### The problem
The records below are to be transcribed word for word.

### Available data
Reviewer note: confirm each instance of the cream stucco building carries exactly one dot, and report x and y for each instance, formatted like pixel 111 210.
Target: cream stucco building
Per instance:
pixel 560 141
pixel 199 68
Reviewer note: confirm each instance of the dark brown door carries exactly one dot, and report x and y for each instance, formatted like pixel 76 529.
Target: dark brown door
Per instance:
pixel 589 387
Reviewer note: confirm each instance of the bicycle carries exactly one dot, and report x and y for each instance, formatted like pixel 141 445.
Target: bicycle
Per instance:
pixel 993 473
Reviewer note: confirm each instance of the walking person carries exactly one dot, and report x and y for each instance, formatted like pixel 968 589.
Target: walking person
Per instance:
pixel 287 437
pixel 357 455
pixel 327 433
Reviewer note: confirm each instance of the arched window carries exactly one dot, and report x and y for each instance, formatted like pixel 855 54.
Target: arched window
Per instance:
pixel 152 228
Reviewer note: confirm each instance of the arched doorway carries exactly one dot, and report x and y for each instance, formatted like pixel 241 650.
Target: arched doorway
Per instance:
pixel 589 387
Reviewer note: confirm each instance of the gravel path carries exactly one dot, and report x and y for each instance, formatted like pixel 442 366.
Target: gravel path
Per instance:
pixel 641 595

### Output below
Reviewer note: confirm each instance of the cream stucco building carries exactly one dot, and report x and y for each instance, formatted like pixel 111 210.
Target: cream stucco building
Per instance:
pixel 560 141
pixel 199 68
Reviewer note: confirm each instance of the dark brown door carries exactly one dot, and report x and y for each instance, formatted like pixel 76 529.
Target: dark brown door
Per instance:
pixel 589 387
Reviewer note: confirm each instance of the bicycle carries exactly one dot, and report x and y for each instance, formatted like pixel 141 445.
Target: bicycle
Per instance:
pixel 993 473
Reviewer note: confirm each instance of the walking person carries exactly one dot, and report x and y for each instance, formatted like pixel 968 589.
Target: walking person
Per instance:
pixel 287 437
pixel 357 455
pixel 327 433
Reviewer note: confirm each instance of the arched window carries exactly one dot, and report x and y for each instance, formatted like pixel 855 54.
Target: arched window
Per instance:
pixel 152 228
Reviewer note: confirm each instance of the arched doorway carries exactly one dot, and report x and y for each instance, formatted like pixel 241 650.
Target: arched doorway
Per instance:
pixel 589 387
Reviewer note: confirm each instance of the gravel path carries exactly one dot, and report x and y for each instance, formatted like pixel 442 366.
Target: gravel path
Per instance:
pixel 641 595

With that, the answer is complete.